(TASK DETAILS) Below are some records; give them all again exactly, but not the pictures.

═══ WORKING DATA

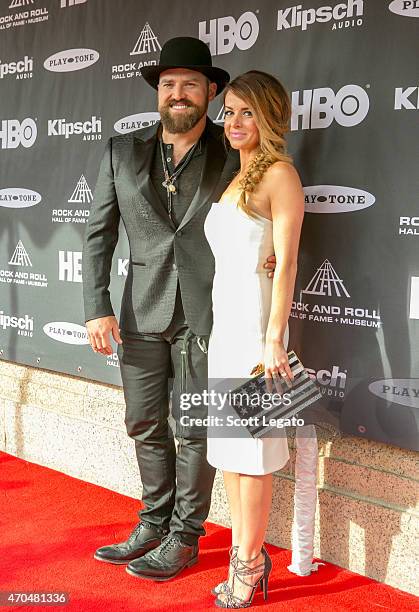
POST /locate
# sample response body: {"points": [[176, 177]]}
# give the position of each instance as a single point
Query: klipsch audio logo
{"points": [[15, 197], [19, 260], [332, 382], [407, 97], [219, 119], [318, 108], [82, 195], [69, 333], [71, 60], [70, 266], [19, 69], [23, 17], [343, 15], [320, 305], [15, 133], [91, 129], [146, 48], [406, 8], [225, 33], [135, 122], [403, 391], [409, 226], [123, 263], [335, 199], [23, 325]]}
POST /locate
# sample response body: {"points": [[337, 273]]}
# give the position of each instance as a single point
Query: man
{"points": [[161, 181]]}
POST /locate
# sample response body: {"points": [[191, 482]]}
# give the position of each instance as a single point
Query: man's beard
{"points": [[180, 123]]}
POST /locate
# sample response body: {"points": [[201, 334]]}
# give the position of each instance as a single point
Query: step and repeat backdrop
{"points": [[70, 77]]}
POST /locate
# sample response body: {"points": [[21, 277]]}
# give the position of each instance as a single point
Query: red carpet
{"points": [[52, 523]]}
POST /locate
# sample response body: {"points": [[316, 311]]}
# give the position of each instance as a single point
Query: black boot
{"points": [[144, 538], [166, 561]]}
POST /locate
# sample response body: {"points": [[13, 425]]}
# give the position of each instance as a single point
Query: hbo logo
{"points": [[225, 33], [319, 107], [14, 133]]}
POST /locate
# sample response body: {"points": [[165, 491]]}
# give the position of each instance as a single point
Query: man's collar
{"points": [[150, 133]]}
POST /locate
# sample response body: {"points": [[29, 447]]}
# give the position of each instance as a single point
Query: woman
{"points": [[261, 209]]}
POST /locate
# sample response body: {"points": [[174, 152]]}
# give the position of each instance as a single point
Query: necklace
{"points": [[170, 179]]}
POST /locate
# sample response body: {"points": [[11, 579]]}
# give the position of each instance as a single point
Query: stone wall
{"points": [[367, 515]]}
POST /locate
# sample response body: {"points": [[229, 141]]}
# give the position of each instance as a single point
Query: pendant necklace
{"points": [[170, 179]]}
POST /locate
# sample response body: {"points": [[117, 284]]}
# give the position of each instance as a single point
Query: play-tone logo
{"points": [[318, 108], [20, 256], [344, 15], [14, 133], [69, 333], [403, 391], [225, 33], [407, 98], [17, 197], [335, 199], [21, 69], [406, 8], [136, 122], [25, 14], [147, 42], [71, 60]]}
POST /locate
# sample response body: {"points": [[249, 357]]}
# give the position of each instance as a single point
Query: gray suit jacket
{"points": [[160, 254]]}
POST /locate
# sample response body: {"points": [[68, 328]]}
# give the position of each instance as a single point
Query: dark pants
{"points": [[176, 486]]}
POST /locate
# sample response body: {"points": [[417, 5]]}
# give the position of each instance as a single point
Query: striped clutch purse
{"points": [[261, 410]]}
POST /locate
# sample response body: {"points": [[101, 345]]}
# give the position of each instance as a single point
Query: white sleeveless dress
{"points": [[241, 298]]}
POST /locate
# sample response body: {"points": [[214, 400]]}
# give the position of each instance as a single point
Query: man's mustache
{"points": [[176, 102]]}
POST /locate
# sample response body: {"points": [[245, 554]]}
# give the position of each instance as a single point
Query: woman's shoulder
{"points": [[281, 169], [281, 173]]}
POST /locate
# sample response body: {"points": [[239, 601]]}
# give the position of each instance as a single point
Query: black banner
{"points": [[70, 77]]}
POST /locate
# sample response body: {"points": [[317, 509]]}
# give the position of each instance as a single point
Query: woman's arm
{"points": [[285, 193]]}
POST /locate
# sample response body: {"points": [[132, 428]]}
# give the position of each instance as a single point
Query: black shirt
{"points": [[187, 182]]}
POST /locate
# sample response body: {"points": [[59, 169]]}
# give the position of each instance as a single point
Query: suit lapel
{"points": [[144, 152], [214, 160]]}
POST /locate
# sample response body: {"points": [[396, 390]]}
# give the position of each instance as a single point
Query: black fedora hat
{"points": [[189, 53]]}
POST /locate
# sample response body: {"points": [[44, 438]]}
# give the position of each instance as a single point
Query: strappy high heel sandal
{"points": [[223, 587], [241, 571]]}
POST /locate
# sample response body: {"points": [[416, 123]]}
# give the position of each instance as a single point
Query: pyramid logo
{"points": [[19, 3], [326, 282], [220, 117], [82, 193], [147, 42], [20, 256]]}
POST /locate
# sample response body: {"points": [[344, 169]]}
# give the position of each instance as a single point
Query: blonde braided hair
{"points": [[271, 107]]}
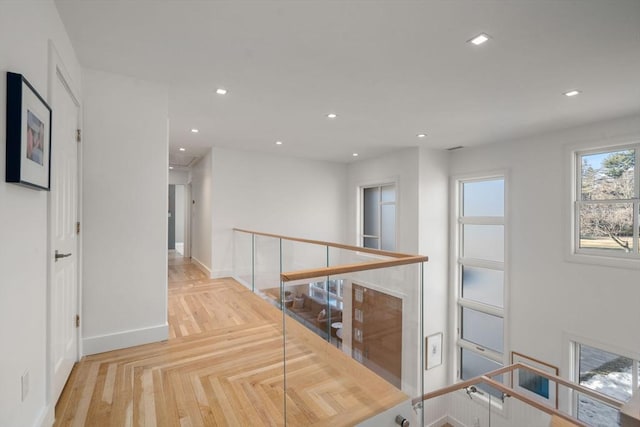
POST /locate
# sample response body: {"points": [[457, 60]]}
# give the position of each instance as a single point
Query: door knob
{"points": [[59, 255]]}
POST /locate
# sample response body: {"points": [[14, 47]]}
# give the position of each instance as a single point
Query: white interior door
{"points": [[64, 242]]}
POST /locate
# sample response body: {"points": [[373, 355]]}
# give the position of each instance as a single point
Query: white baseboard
{"points": [[47, 417], [206, 270], [242, 282], [218, 274], [124, 339]]}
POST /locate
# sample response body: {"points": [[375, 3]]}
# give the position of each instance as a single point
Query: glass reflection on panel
{"points": [[606, 226], [388, 227], [482, 329], [484, 242], [609, 175], [483, 198], [483, 285]]}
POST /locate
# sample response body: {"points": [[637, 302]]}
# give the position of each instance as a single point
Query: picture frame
{"points": [[532, 385], [433, 351], [28, 137]]}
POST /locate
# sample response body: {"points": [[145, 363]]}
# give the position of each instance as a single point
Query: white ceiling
{"points": [[389, 69]]}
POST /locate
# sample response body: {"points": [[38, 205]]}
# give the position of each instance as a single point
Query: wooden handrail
{"points": [[488, 379], [532, 402], [489, 375], [349, 268], [330, 244], [397, 259]]}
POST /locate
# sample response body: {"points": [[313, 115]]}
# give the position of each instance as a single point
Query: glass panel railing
{"points": [[529, 397], [353, 338], [355, 345]]}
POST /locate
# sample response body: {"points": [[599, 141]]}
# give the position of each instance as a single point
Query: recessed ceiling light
{"points": [[479, 39]]}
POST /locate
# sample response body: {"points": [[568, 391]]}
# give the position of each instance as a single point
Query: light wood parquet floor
{"points": [[222, 366]]}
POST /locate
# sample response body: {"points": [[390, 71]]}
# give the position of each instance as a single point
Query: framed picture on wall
{"points": [[28, 160], [433, 350], [532, 384]]}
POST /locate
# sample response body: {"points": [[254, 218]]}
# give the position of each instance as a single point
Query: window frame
{"points": [[459, 261], [597, 255], [361, 234], [575, 343]]}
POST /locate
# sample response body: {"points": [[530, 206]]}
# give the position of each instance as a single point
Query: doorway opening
{"points": [[179, 241]]}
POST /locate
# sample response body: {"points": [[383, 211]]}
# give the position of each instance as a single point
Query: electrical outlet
{"points": [[24, 380]]}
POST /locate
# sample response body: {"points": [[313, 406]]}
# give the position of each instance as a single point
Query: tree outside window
{"points": [[607, 201]]}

══════

(ANSWER)
POST /locate
# sample response body: {"points": [[176, 177]]}
# give the position of each instance as a single point
Query: klipsch audio logo
{"points": [[15, 197], [19, 260], [332, 382], [407, 97], [219, 119], [318, 108], [82, 195], [69, 333], [71, 60], [70, 266], [19, 69], [23, 17], [343, 15], [320, 305], [15, 133], [91, 129], [146, 48], [406, 8], [225, 33], [135, 122], [403, 391], [409, 226], [123, 263], [335, 199], [23, 325]]}
POST /locate
# sample response body: {"points": [[337, 273]]}
# give the position of each instance as a single point
Query: man
{"points": [[161, 181]]}
POST /locate
# sample response body: {"points": [[191, 482]]}
# give the position of each instance as a single point
Query: man's beard
{"points": [[180, 123]]}
POST /locate
# sample response body: {"points": [[201, 334]]}
# give the position of each instance as a single point
Query: step and repeat backdrop
{"points": [[70, 77]]}
POST /locate
# sample response body: {"points": [[21, 277]]}
# give the position of each instance as a single point
Query: red carpet
{"points": [[52, 523]]}
POST /locate
# sample response body: {"points": [[316, 311]]}
# give the position of each instance as a single point
Query: black boot
{"points": [[144, 538], [166, 561]]}
POST /locate
# sample response body: {"points": [[13, 425]]}
# give the position of each instance as a single point
Query: hbo logo
{"points": [[225, 33], [319, 107], [14, 133]]}
POST /locate
# sample response body: {"points": [[165, 491]]}
# give the position of each instance as a single point
Query: man's collar
{"points": [[150, 133]]}
POST /locate
# sample response body: {"points": [[29, 447]]}
# give the position of each instance as a single point
Query: woman
{"points": [[261, 209]]}
POST /locate
# sample response body: {"points": [[174, 152]]}
# give the position of each instance as a single point
Query: necklace
{"points": [[170, 179]]}
POST /locate
# sample response body: {"points": [[11, 579]]}
# give the position of each instance as a single point
Query: stone wall
{"points": [[367, 515]]}
POST /locate
# sample response body: {"points": [[229, 141]]}
# give the position of each instance as a single point
Query: pendant necklace
{"points": [[170, 179]]}
POST /locate
# sample response body: {"points": [[117, 284]]}
# give the position of each instance as a single point
Query: play-tone logo
{"points": [[318, 108], [20, 256], [344, 15], [14, 133], [69, 333], [403, 391], [225, 33], [407, 98], [17, 197], [335, 199], [21, 69], [406, 8], [136, 122], [25, 14], [147, 42], [71, 60]]}
POST /locate
# sample response body: {"points": [[249, 357]]}
# give the position of each instance as a single point
Query: gray suit jacket
{"points": [[160, 254]]}
POST /locate
# sample response body: {"points": [[68, 328]]}
# give the position of each instance as a single point
Query: dark pants
{"points": [[176, 486]]}
POST /locate
# sample response body: {"points": [[417, 5]]}
# give the position of each instance as a single point
Query: striped clutch purse
{"points": [[261, 410]]}
POST /locate
# sample response body: {"points": [[101, 345]]}
# give the position of each instance as a single point
Query: white sleeveless dress
{"points": [[241, 298]]}
POST /locate
# sample response body: {"points": [[214, 400]]}
# give the position of each instance as a single point
Query: man's mustache
{"points": [[176, 102]]}
POST /locate
# sample response body: {"points": [[245, 554]]}
# give the position of each instance as a single point
Query: woman's shoulder
{"points": [[281, 169], [281, 173]]}
POST /locate
# sample response body: {"points": [[239, 601]]}
# give the position of each instance as a single point
Query: black banner
{"points": [[70, 77]]}
POST /locate
# sample response body: {"points": [[317, 509]]}
# give the position of each instance as a single point
Query: woman's arm
{"points": [[285, 193]]}
POST /locate
# sample response body: {"points": [[132, 428]]}
# give the position of each instance as a single point
Query: black shirt
{"points": [[187, 182]]}
POST /locate
# sample response body: {"points": [[59, 169]]}
# give the position of each instance as a single point
Query: suit lapel
{"points": [[144, 152], [214, 160]]}
POST /locate
# sample response body: {"points": [[396, 390]]}
# give the position of each instance as a single point
Query: black fedora hat
{"points": [[189, 53]]}
POST /locate
# sample response body: {"points": [[44, 438]]}
# give the position of each instance as a single point
Query: strappy high heel sandal
{"points": [[223, 587], [241, 571]]}
POST /locate
# sample response body: {"points": [[416, 123]]}
# give the position of each instance as a single point
Query: pyramid logo
{"points": [[19, 3], [326, 282], [220, 117], [82, 193], [147, 42], [20, 256]]}
POST /locate
# sample response body: {"points": [[344, 169]]}
# give the position of each instance as a single point
Query: blonde braided hair
{"points": [[271, 107]]}
POST /locate
# sample response body: {"points": [[457, 60]]}
# give the position of each instance as a single point
Query: door knob
{"points": [[59, 255]]}
POST /locate
# sample response body: {"points": [[14, 47]]}
# give the position of each instance as a single point
Query: white interior door
{"points": [[64, 242]]}
POST /locate
# sample response body: {"points": [[373, 355]]}
# give the position of each instance as a single point
Query: white baseboard
{"points": [[47, 417], [206, 270], [242, 282], [218, 274], [124, 339]]}
POST /locate
# sample response body: {"points": [[375, 3]]}
# give the position of each instance as a single point
Query: glass reflection on panel
{"points": [[606, 226], [388, 227], [482, 329], [484, 242], [609, 175], [483, 198], [483, 285]]}
POST /locate
# sample response body: {"points": [[637, 302]]}
# give the position of each instance as a single point
Query: picture frame
{"points": [[532, 385], [433, 351], [28, 137]]}
POST /locate
# sample response body: {"points": [[145, 363]]}
# give the position of each instance as a single point
Query: white ceiling
{"points": [[389, 69]]}
POST /locate
# sample response body: {"points": [[38, 205]]}
# give the position of each instance as a single point
Query: wooden handrail
{"points": [[488, 379], [532, 402], [489, 375], [349, 268], [330, 244], [397, 259]]}
POST /locate
# sample response body: {"points": [[313, 115]]}
# give the position of each instance as a single point
Query: glass panel railing
{"points": [[529, 397], [353, 338], [355, 345]]}
POST /locate
# sample response body: {"points": [[599, 141]]}
# give the position of each instance as a single point
Query: recessed ceiling light
{"points": [[479, 39]]}
POST /locate
# sample response body: {"points": [[568, 391]]}
# give the position of each instance as a single point
Query: light wood parquet floor
{"points": [[222, 366]]}
POST /locate
# sample response body: {"points": [[390, 71]]}
# give the position of each instance as a single point
Query: framed picture on wall
{"points": [[28, 160], [433, 350], [532, 384]]}
POST /locate
# sample response body: {"points": [[254, 218]]}
# give the position of each instance as a single point
Query: window frame
{"points": [[459, 261], [597, 255], [361, 234], [575, 343]]}
POST /locate
# sample response body: {"points": [[530, 206]]}
# give the position of each instance as a single point
Query: doorway opening
{"points": [[179, 241]]}
POST /locate
# sample response body: {"points": [[383, 211]]}
# give the position of each instance as a single point
Query: electrical outlet
{"points": [[24, 380]]}
POST /locate
# sample response body: {"points": [[313, 406]]}
# give the position of each instance as a single point
Query: tree outside window
{"points": [[607, 201]]}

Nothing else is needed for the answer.